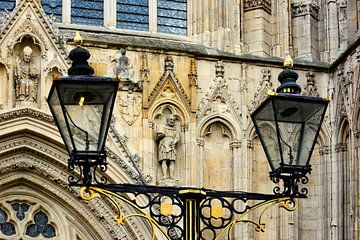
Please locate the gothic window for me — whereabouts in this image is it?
[116,0,149,31]
[0,0,15,12]
[0,208,16,236]
[71,0,104,26]
[203,122,232,190]
[26,211,56,238]
[41,0,62,22]
[11,203,30,221]
[157,0,187,35]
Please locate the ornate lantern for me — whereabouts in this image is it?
[251,59,329,196]
[47,33,119,185]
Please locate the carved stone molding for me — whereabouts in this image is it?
[319,146,331,155]
[230,140,242,149]
[244,0,271,14]
[107,118,152,183]
[292,3,319,20]
[247,140,254,149]
[335,143,347,152]
[188,59,198,87]
[303,72,319,97]
[196,138,205,147]
[0,155,118,237]
[197,61,241,127]
[215,61,225,78]
[148,55,191,110]
[248,68,272,112]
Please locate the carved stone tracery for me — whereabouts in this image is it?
[292,2,319,20]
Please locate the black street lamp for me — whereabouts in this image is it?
[47,31,119,186]
[48,35,328,240]
[251,58,329,197]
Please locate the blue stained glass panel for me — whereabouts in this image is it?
[41,0,62,22]
[116,0,149,31]
[157,0,187,35]
[0,0,16,12]
[71,0,104,26]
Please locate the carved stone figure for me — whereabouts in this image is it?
[156,114,180,179]
[15,46,39,102]
[120,89,141,125]
[115,48,134,82]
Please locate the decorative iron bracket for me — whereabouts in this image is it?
[78,184,297,240]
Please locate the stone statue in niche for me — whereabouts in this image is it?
[120,89,141,125]
[112,48,143,92]
[156,114,180,179]
[115,48,134,82]
[15,46,40,102]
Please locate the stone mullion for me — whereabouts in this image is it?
[149,0,157,32]
[335,143,348,239]
[230,140,249,239]
[354,135,360,239]
[318,146,331,239]
[104,0,117,29]
[328,0,339,61]
[62,0,71,23]
[196,138,205,186]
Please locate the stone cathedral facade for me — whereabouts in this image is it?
[0,0,360,240]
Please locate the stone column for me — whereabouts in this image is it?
[104,0,117,29]
[328,0,339,61]
[292,2,320,61]
[62,0,71,23]
[149,0,157,32]
[244,0,272,56]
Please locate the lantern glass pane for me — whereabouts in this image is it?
[48,85,73,153]
[59,82,116,151]
[273,98,327,166]
[251,94,328,170]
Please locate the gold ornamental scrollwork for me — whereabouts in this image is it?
[215,197,298,240]
[80,187,171,240]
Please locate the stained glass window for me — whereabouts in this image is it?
[11,203,30,221]
[157,0,187,35]
[26,211,56,238]
[0,208,16,236]
[41,0,62,22]
[116,0,149,31]
[0,0,15,13]
[71,0,104,26]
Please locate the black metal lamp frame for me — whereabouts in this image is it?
[48,35,330,240]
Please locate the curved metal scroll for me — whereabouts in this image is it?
[80,187,183,240]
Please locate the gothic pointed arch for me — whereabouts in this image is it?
[0,109,155,239]
[148,55,190,123]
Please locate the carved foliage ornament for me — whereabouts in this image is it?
[249,68,273,112]
[120,90,142,126]
[244,0,271,14]
[148,55,190,109]
[292,3,319,20]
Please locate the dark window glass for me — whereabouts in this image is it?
[11,203,30,221]
[158,0,187,35]
[0,208,16,236]
[116,0,149,31]
[71,0,104,26]
[26,211,56,238]
[0,0,16,12]
[41,0,62,22]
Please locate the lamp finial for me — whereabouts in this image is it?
[74,31,83,47]
[284,54,294,68]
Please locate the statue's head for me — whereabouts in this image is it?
[23,46,32,62]
[166,114,176,127]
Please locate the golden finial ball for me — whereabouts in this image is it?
[74,32,83,46]
[284,55,294,68]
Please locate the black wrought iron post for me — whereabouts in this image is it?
[179,189,206,240]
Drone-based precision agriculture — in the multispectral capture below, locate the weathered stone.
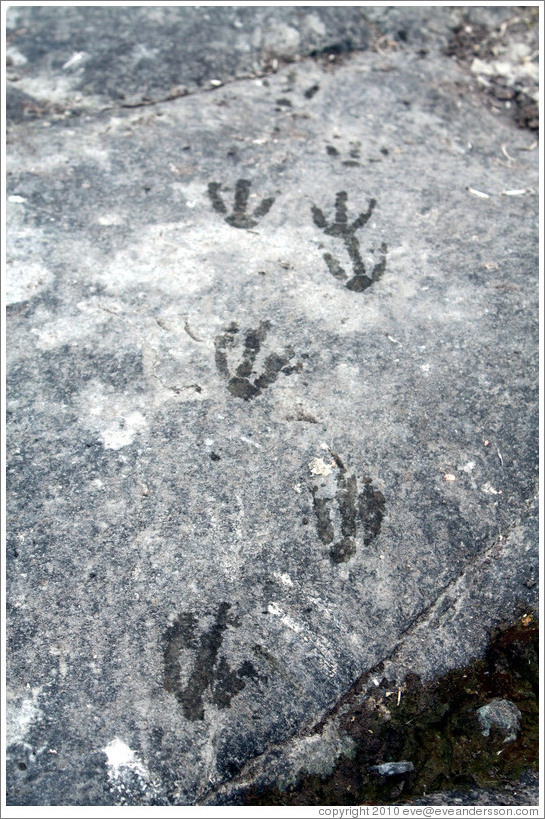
[6,3,538,805]
[369,762,414,776]
[477,699,522,742]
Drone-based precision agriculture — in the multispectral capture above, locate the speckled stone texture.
[6,3,538,805]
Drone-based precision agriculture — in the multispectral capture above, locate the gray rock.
[6,3,538,805]
[477,699,522,742]
[369,762,414,776]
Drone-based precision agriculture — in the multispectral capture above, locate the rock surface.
[6,8,538,805]
[477,699,521,742]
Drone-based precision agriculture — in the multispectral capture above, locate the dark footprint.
[312,191,388,293]
[208,179,274,229]
[311,457,385,563]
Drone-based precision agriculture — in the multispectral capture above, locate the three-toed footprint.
[311,453,385,563]
[215,321,302,401]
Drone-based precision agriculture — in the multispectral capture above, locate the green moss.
[242,615,539,805]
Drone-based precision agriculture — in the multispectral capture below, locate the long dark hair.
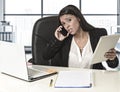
[58,5,94,31]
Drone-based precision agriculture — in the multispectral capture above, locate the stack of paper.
[55,71,92,88]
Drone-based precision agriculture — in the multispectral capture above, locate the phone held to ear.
[60,27,68,36]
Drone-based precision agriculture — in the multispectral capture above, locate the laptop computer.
[0,41,57,81]
[91,34,120,64]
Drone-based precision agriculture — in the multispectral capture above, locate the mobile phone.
[60,27,68,36]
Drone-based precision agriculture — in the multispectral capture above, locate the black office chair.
[29,16,59,65]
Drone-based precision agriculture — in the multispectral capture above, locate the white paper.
[55,71,92,88]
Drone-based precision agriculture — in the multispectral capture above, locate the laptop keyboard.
[28,68,48,78]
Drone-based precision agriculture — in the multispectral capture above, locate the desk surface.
[0,66,120,92]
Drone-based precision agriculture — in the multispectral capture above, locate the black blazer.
[43,28,118,69]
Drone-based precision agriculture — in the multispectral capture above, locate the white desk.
[0,66,120,92]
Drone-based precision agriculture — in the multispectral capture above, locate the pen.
[49,79,53,87]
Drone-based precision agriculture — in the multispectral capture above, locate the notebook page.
[55,71,92,88]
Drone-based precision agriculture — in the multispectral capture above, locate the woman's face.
[60,14,80,35]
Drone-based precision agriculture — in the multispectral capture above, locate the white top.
[68,37,93,68]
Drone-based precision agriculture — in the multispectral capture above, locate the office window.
[81,0,117,14]
[4,0,117,46]
[5,0,41,14]
[43,0,80,14]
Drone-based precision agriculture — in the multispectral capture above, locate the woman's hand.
[55,26,69,41]
[105,48,116,60]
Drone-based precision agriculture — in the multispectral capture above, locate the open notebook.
[0,41,57,81]
[55,70,93,88]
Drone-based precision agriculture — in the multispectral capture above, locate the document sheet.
[55,71,92,88]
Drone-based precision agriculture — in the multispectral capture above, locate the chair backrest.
[31,16,59,65]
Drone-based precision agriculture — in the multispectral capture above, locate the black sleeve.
[43,37,63,60]
[106,57,119,68]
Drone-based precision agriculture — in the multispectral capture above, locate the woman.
[43,5,118,69]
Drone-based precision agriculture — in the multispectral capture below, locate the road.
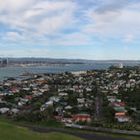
[26,126,127,140]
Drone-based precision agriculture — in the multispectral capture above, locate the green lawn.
[0,121,82,140]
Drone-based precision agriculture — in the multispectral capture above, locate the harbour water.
[0,63,139,81]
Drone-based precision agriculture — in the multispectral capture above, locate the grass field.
[0,121,82,140]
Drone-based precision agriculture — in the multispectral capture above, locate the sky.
[0,0,140,60]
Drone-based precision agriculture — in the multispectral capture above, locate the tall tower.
[95,83,102,121]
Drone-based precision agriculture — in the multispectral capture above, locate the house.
[0,107,10,114]
[115,112,130,123]
[72,114,91,122]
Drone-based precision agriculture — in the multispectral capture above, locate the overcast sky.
[0,0,140,59]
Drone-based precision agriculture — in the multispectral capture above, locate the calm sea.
[0,63,139,81]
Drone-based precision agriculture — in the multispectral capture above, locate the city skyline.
[0,0,140,60]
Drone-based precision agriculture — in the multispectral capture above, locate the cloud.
[0,0,75,40]
[84,1,140,38]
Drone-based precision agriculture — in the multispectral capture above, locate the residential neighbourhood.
[0,67,140,129]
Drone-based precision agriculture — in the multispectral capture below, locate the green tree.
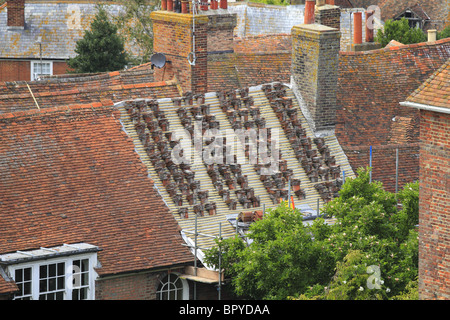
[206,168,418,300]
[114,0,160,65]
[375,18,427,47]
[206,205,333,299]
[437,26,450,40]
[68,6,127,73]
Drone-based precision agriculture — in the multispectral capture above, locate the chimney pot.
[428,29,437,42]
[219,0,228,9]
[167,0,173,11]
[304,0,316,24]
[353,12,362,44]
[200,0,208,11]
[181,0,189,13]
[6,0,25,27]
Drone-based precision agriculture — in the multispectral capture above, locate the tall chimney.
[219,0,228,9]
[150,10,209,93]
[428,29,437,42]
[291,23,340,136]
[353,12,362,44]
[6,0,25,28]
[366,10,373,42]
[305,0,316,24]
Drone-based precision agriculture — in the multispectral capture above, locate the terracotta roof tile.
[0,103,192,276]
[407,59,450,108]
[336,39,450,146]
[0,68,179,113]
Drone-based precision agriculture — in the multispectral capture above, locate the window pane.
[23,281,31,294]
[48,264,56,277]
[81,272,89,286]
[39,279,48,292]
[72,289,80,300]
[39,265,47,278]
[57,277,65,290]
[80,288,88,300]
[14,269,23,282]
[23,268,31,281]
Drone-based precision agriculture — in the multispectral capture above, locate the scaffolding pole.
[395,148,398,194]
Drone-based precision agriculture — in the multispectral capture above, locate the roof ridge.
[406,58,450,101]
[339,38,450,56]
[0,99,115,122]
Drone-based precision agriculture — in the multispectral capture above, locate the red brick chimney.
[291,1,340,135]
[151,0,237,93]
[6,0,25,28]
[353,12,362,44]
[304,0,316,24]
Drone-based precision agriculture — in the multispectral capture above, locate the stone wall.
[291,24,339,131]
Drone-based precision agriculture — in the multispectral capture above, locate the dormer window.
[31,61,53,81]
[0,243,99,300]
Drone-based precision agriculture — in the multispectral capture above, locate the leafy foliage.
[206,168,418,300]
[375,18,427,47]
[114,0,160,65]
[68,6,127,73]
[437,26,450,40]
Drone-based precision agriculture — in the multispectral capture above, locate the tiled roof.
[406,59,450,109]
[0,101,192,278]
[336,39,450,146]
[0,0,138,59]
[233,34,292,53]
[208,34,292,92]
[0,68,179,113]
[0,267,19,295]
[344,0,450,28]
[116,83,354,248]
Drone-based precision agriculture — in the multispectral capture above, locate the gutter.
[400,101,450,114]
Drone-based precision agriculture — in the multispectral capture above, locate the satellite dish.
[150,53,166,68]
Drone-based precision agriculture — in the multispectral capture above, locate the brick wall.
[314,5,341,30]
[95,269,224,300]
[95,273,163,300]
[7,0,25,27]
[151,11,209,93]
[336,39,450,147]
[343,143,419,192]
[207,11,237,54]
[291,24,340,131]
[0,60,68,82]
[0,60,31,81]
[419,110,450,300]
[53,61,69,75]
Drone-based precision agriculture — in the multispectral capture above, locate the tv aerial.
[150,53,167,68]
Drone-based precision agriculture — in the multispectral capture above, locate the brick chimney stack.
[151,0,237,94]
[6,0,25,28]
[291,1,340,136]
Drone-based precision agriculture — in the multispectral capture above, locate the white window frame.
[30,60,53,81]
[156,272,189,300]
[7,253,98,300]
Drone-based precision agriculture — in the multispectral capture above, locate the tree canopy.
[375,18,427,47]
[206,169,418,300]
[68,6,127,73]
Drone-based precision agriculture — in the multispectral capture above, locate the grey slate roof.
[0,1,129,59]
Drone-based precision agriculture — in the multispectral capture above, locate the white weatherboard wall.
[228,2,382,51]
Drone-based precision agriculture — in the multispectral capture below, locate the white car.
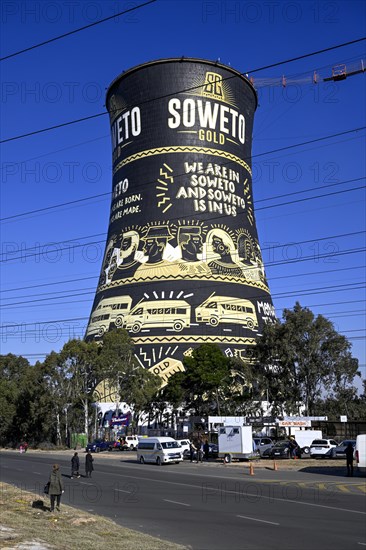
[310,439,338,458]
[177,439,191,458]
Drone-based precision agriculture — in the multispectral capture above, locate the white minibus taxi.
[137,437,183,466]
[355,434,366,474]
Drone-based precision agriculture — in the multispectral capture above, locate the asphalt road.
[0,452,366,550]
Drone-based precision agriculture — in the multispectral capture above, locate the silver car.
[310,439,338,458]
[253,437,274,457]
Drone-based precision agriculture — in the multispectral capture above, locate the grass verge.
[0,483,187,550]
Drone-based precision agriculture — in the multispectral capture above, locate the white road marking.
[163,498,190,506]
[236,516,279,525]
[96,472,366,516]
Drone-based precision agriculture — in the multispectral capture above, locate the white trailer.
[218,426,254,463]
[291,429,323,455]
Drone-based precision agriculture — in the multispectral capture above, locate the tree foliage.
[256,303,359,415]
[100,330,161,427]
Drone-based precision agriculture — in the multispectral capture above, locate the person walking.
[196,439,203,464]
[203,439,210,461]
[85,451,94,477]
[346,442,354,477]
[189,441,197,462]
[48,464,64,512]
[71,453,80,479]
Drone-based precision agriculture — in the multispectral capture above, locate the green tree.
[100,330,161,428]
[52,339,102,435]
[0,354,53,444]
[256,302,359,415]
[163,344,231,416]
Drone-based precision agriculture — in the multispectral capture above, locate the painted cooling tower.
[86,58,275,388]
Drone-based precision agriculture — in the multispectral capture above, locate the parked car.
[85,439,114,453]
[355,434,366,474]
[265,440,300,458]
[327,439,356,458]
[208,443,219,458]
[177,439,191,458]
[124,435,139,451]
[310,439,338,458]
[253,437,274,457]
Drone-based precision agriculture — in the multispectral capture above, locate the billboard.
[86,58,275,384]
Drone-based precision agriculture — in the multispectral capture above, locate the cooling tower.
[86,58,275,384]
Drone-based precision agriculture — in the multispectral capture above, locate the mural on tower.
[86,59,275,384]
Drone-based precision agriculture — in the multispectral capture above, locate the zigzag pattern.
[131,335,256,346]
[98,273,269,294]
[113,145,252,175]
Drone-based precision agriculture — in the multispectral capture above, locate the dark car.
[327,439,356,458]
[85,439,113,453]
[208,443,219,458]
[268,441,298,458]
[253,437,274,457]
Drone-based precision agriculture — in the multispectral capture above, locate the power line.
[0,36,366,144]
[0,193,110,222]
[0,175,365,226]
[0,180,365,263]
[0,0,157,61]
[0,260,366,300]
[1,280,365,309]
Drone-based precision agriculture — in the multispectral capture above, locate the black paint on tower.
[86,59,275,388]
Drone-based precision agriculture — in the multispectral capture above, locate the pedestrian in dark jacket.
[203,439,210,460]
[346,443,353,477]
[71,453,80,479]
[48,464,64,512]
[189,441,197,462]
[85,452,94,477]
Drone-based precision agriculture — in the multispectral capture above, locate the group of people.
[47,452,94,512]
[189,439,210,464]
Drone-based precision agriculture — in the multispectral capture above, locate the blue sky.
[0,0,366,392]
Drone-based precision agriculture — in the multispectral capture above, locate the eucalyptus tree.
[100,329,161,428]
[256,302,359,415]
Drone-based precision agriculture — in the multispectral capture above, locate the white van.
[137,437,183,466]
[125,300,191,334]
[355,434,366,474]
[86,296,132,337]
[196,294,258,330]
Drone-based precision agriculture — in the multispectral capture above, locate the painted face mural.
[86,59,275,384]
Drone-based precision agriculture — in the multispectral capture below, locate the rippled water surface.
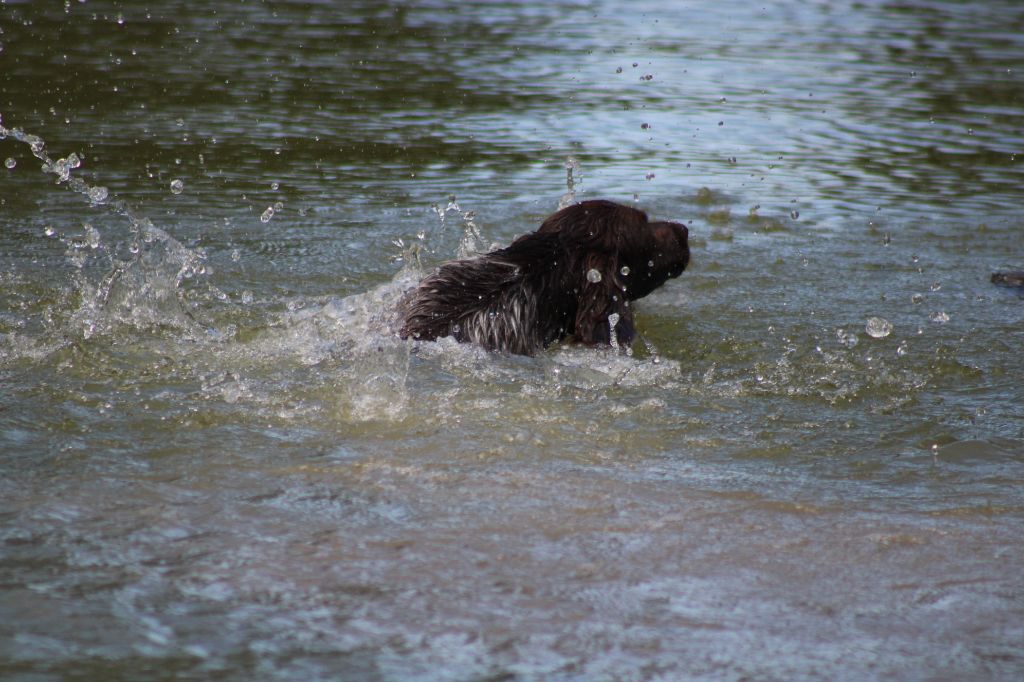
[0,0,1024,680]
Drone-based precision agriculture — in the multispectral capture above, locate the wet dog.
[398,201,690,355]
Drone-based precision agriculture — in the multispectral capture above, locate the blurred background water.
[0,0,1024,680]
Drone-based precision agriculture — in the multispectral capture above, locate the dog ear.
[574,253,636,346]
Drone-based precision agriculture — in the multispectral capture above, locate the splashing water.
[558,157,583,210]
[0,125,206,338]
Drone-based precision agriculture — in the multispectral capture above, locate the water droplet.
[83,223,99,249]
[864,317,893,339]
[836,328,858,348]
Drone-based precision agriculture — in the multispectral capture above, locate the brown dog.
[399,201,690,355]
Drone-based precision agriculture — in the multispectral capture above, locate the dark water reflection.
[0,0,1024,680]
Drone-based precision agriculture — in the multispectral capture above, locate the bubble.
[864,317,893,339]
[836,328,857,348]
[83,223,99,249]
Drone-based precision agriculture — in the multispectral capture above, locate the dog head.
[538,196,690,344]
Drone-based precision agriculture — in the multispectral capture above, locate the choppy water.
[0,0,1024,680]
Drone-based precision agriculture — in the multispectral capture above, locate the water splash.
[0,123,206,338]
[558,157,583,211]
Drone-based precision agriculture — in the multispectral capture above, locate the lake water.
[0,0,1024,681]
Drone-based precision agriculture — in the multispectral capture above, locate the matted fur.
[399,201,690,355]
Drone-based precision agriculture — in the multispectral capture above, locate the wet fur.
[399,201,689,355]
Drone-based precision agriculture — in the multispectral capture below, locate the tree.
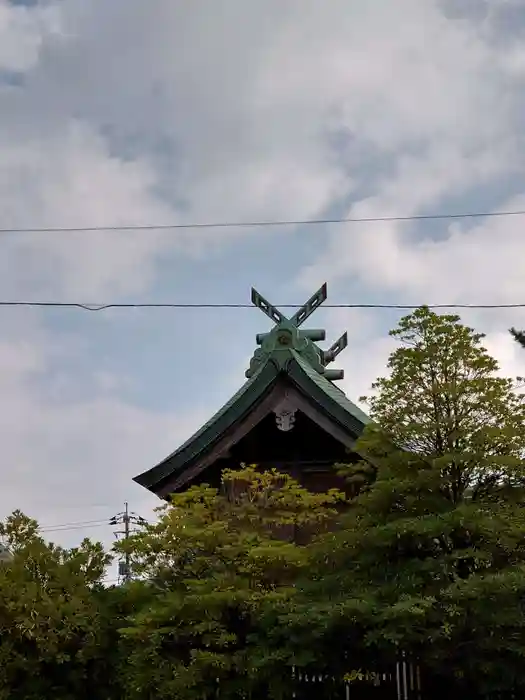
[287,308,525,694]
[0,511,115,700]
[362,307,525,503]
[119,467,342,700]
[509,328,525,348]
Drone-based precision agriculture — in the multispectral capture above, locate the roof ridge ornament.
[246,282,348,381]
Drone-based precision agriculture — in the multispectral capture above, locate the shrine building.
[134,284,369,499]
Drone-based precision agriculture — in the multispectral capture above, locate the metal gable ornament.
[246,283,348,432]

WHAT TO WORK ON
Turn the stretch of material that opens with the line containing "Please locate the carved stone tracery" and closes with the line containing "[78,184,297,240]", both of those lines included, into a numbered list with no blank lines.

OUTPUT OF THE TASK
1. Please locate the carved stone tracery for me — whereabouts in this image is it?
2. [292,2,319,20]
3. Please locate the black street lamp for me — whereabouts in this image is it?
4. [47,31,119,186]
5. [48,35,328,240]
6. [251,58,329,197]
7. Please locate the blue stained glass panel for me — whereabouts in this image is it?
8. [41,0,62,22]
9. [116,0,149,31]
10. [157,0,187,35]
11. [0,0,16,12]
12. [71,0,104,26]
13. Please locate the carved stone figure for me — whereabouts in this image is it?
14. [156,114,180,179]
15. [15,46,39,102]
16. [120,89,141,125]
17. [115,48,134,82]
18. Please locate the decorative iron bracket for me — whereabouts in this image is it?
19. [78,184,297,240]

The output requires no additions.